◆ SELECTED EXTRACT ◆
• *.MSG vs. packed help?

    From Mike Tripp@1:382/61 to Mike Luther on Monday, July 09, 2001 02:16:47
    Hello Mike!

    08 Jul 01 19:54, Mike Luther wrote to Bob Jones:

    (3) Use an existing tool to produce the ASCII text straight out
    of the squish database.... I'm sure I've seen such, just don't
    remember where....

    I'm looking more or less around .. The problem is that in order to do
    that it looks like I'll have to extract the whole message scholm, then
    and so on and so forth. That's what I thought I was trying to avoid.


    TopicX, which has already been suggested, will work if you can handle one TXT file that contains multiple messages that meet the filter criteria. If you need message-by-message processing, then you might try to locate an old copy of
    SQFILTER, by Raphaël Vanney. His SQTOOL was a rewrite of SQFILTER, after he lost the source to SQFILTER in a disk crash. SQTOOL got new features, but unfortunately didn't retain =all= of the old ones from SQFILTER.




    Mike

    --- GoldED 2.50+
    * Origin: -=( The TechnoDrome )=- Austin,TX 512-327-8598 33.6k (1:382/61)

◆ DATA SHOWN ◆
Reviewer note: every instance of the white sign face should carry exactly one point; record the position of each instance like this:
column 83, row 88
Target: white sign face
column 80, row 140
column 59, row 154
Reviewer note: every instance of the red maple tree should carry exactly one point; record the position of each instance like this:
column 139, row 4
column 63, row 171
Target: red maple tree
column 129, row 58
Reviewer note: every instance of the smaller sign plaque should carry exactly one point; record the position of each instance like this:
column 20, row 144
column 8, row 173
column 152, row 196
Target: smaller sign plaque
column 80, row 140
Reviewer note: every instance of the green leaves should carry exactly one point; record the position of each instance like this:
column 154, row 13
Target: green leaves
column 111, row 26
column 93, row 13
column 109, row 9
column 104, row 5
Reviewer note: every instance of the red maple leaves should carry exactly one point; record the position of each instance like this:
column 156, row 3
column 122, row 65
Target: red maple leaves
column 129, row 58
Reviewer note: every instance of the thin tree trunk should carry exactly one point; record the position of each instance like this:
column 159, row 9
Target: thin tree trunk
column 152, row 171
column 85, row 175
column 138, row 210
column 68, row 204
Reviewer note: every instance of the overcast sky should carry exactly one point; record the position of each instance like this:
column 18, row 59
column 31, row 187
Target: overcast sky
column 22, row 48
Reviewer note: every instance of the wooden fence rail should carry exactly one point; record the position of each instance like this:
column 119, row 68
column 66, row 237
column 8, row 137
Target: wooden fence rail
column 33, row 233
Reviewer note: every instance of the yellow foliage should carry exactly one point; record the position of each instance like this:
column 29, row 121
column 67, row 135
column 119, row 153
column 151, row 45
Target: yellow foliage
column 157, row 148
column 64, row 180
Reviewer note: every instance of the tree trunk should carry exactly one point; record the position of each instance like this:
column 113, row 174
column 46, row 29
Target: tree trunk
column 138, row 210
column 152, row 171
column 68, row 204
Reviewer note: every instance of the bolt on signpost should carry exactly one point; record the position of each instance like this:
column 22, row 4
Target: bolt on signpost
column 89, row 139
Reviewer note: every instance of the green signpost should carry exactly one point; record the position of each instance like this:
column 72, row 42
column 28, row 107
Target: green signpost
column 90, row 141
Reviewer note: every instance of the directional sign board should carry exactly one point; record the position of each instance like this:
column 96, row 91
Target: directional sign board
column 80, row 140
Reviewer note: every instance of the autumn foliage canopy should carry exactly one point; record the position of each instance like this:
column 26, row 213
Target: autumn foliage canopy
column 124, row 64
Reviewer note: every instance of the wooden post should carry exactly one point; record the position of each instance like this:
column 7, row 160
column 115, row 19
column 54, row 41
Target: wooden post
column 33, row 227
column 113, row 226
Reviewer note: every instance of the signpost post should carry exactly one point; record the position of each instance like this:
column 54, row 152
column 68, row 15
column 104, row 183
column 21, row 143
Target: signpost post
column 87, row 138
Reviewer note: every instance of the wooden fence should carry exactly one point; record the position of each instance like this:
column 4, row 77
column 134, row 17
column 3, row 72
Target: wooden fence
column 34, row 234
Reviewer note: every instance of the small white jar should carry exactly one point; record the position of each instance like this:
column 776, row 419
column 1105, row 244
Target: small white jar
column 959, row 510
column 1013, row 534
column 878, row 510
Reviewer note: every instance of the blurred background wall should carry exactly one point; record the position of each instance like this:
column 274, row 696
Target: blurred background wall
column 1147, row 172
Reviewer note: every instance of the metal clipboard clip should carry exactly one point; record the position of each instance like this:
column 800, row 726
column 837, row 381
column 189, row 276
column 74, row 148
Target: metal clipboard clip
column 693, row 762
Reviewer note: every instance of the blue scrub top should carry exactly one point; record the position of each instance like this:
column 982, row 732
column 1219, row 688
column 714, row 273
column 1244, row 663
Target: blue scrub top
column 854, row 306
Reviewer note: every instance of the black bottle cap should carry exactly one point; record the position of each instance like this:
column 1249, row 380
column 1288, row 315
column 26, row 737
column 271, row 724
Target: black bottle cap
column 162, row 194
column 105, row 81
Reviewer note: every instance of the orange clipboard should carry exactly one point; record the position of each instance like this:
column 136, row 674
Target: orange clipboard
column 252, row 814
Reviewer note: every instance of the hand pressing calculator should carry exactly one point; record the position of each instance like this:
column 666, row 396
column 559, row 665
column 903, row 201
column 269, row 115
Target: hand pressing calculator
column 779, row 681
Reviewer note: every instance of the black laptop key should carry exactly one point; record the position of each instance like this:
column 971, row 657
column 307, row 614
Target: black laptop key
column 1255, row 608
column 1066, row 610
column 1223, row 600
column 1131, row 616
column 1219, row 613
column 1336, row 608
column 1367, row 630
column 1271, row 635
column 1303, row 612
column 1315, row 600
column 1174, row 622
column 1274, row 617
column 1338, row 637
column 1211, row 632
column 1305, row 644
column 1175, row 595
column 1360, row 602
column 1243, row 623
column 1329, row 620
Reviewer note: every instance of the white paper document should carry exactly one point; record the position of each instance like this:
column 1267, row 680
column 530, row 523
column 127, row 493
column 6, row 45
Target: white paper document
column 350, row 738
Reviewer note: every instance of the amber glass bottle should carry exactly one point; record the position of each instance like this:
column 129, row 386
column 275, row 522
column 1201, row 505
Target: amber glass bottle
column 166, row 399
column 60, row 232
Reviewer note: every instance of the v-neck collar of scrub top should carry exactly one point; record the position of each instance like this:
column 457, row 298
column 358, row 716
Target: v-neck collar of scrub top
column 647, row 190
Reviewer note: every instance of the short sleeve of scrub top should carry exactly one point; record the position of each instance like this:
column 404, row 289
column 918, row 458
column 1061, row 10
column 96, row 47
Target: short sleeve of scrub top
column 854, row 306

◆ SET TASKS ◆
a) Decide whether each statement agrees with the forum post above. Answer yes or no for each, and quote the deciding words.
(i) TopicX places several messages that meet the filter criteria into a single TXT file.
(ii) SQTOOL kept every feature that SQFILTER had.
(iii) SQTOOL was written after the source to SQFILTER was lost in a disk crash.
b) According to the forum post, which tool should someone look for if they need message-by-message processing?
c) Carry the forum post on from its final line, as a follow-up written in the same thread.

◆ RESULTS OF THE TASKS ◆
a)
(i) Yes: "will work if you can handle one TXT file that contains multiple messages that meet the filter criteria"
(ii) No: "SQTOOL got new features, but unfortunately didn't retain =all= of the old ones from SQFILTER."
(iii) Yes: "His SQTOOL was a rewrite of SQFILTER, after he lost the source to SQFILTER in a disk crash."

b) An old copy of SQFILTER, by Raphaël Vanney.

c)
  • From Mike Luther@1:117/3001 to Peter Knapper on Monday, July 09, 2001 02:32:42
    OK Peter ..

    I use all Squish message base format here, and I archive the Echo's I want to keep using TOPICX (Topic Extract). It will
    extract ALL or selected messages using a wonderful
    array of criteria, and you can dump the entire message
    into a plain text file. It keeps a log file and uses
    that to find the next starting point for each Area you
    process, only NEW messages are added. Available in DOS
    and OS/2 versions, TOPX_110 and TOPXP111. Its old
    (1992) and reports this year 2001 as 101, but
    otherwise its pretty good for me. Shouldn't be too
    hard to post process the date into the correct format
    with a couple of lines of Rexx.....;-)

    Let me know if you can't find it and want a copy.

    They are both in house now. Found the 110 version and then got a hit on TOPXP111 on Google and got it.

    Thank you. I'll see what I can do. I'd really like to bust off this *.MSG format. It takes to much time and disk thrashing.

    Mike @ 1:117/2001

    --- Maximus/2 3.01
    * Origin: Ziplog Public Port (1:117/3001)
  • From Mike Luther@1:117/3001 to All on Sunday, July 08, 2001 07:54:12
    Looking for suggestions here.

    Long ago and far away I gave a small amount of money for a DOS database analysis tool called askSam. The askSam, at least the professional version,is written totally in assembler and is VERY fast and good. Later on the askSam utility was re-written or Win 3.1 and has, I think, also been ported to WIN-9x,
    but not OS/2. As well, it was merged into a full CGI script driven Web page creation and hosting tool that uses the core capabilities of the askSam engine as well.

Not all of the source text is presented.